在中路,东北军的三个师和一个旅,迎击进犯的日军。汤玉麟的第一○七旅驻在朝阳,由于原来的团长邵玉良煽动旧部叛变,部队稍战即退。日军占领朝阳后,继续朝凌源前进。万福麟手下的第一三○师在叶柏寿附近阻击,挡不住日军的猛烈进攻,被迫向平泉撤退。日军占领凌源,向平泉推进。万福麟第四军团全线动摇,撤退到喜峰口。汤玉麟闻讯,急忙征集大批汽车,还扣留前方的二百四十多辆载重军车,为他自己向天津租界运送鸦片。然后,他率部离开承德,让日军兵不血刃地开进热河的省会。
在南路,守军第一一九师和第一○八师在沙帽山附近抗击日军混成第十四旅团。打到第二天,开始全线撤退。日军主力进占凌源后,分两路南下,万福麟所部第一一六师在喇嘛洞以北的高地与日军激战后撤退。日军占领了冷口和茶棚。
热河十九万多平方公里的国土被日军占领,蒋介石负有不可推卸的责任。日军进攻热河的时候,他正督促七十万大军对红军进行第四次“围剿”。他派了未参加“剿共”的三个师北上,但部队还在路上,热河就已被日军占领。
热河沦陷,举国舆论一致谴责国民党政府,谴责蒋介石和张学良。宋庆龄说:“对于这种卖国行为谁负责任?是蒋介石政府。为什么?这个政府用它的主要军队打中国的人民;它任用叛逆的将领,还坚决不肯撤换他们;并且它不肯武装人民,不肯组织义勇军来进行反对日本帝国主义的民族革命战争。”

记录数据:
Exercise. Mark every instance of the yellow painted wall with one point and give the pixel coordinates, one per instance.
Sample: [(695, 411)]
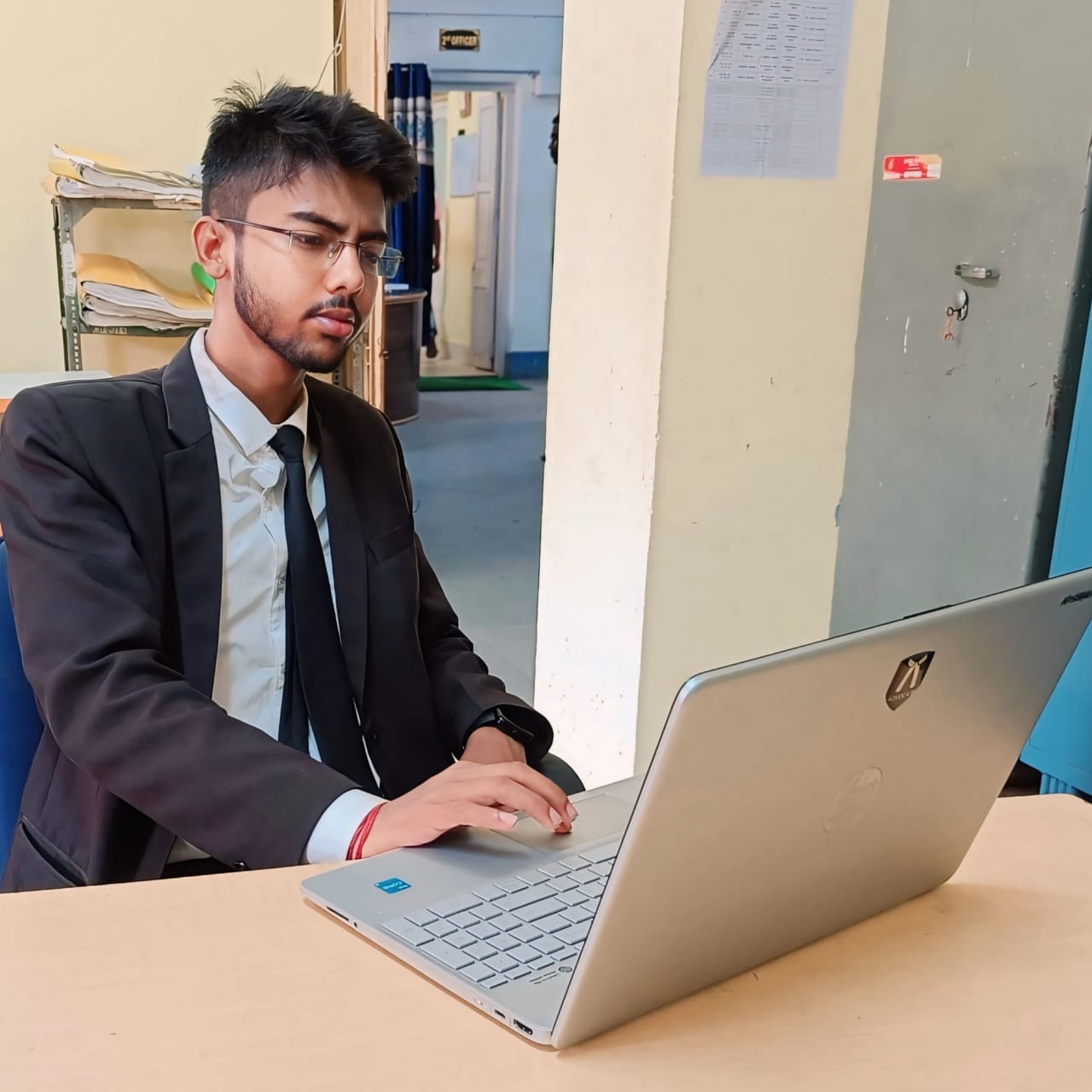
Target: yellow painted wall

练习题目 1: 关于热河沦陷的这段文字中，提到了哪些有具体番号的“师”？请全部列出。
练习题目 2: 在关于热河沦陷的这段文字里，汤玉麟扣留了前方多少辆载重军车？
练习题目 3: 请把关于热河沦陷的这段文字从“在南路,守军第一一九师和第一”一直到“在路上,热河就已被日军占领。”一字不差地照抄下来。

练习答案 1: 第一三○师、第一一九师、第一○八师、第一一六师

练习答案 2: 二百四十多辆。

练习答案 3:
在南路,守军第一一九师和第一○八师在沙帽山附近抗击日军混成第十四旅团。打到第二天,开始全线撤退。日军主力进占凌源后,分两路南下,万福麟所部第一一六师在喇嘛洞以北的高地与日军激战后撤退。日军占领了冷口和茶棚。
热河十九万多平方公里的国土被日军占领,蒋介石负有不可推卸的责任。日军进攻热河的时候,他正督促七十万大军对红军进行第四次“围剿”。他派了未参加“剿共”的三个师北上,但部队还在路上,热河就已被日军占领。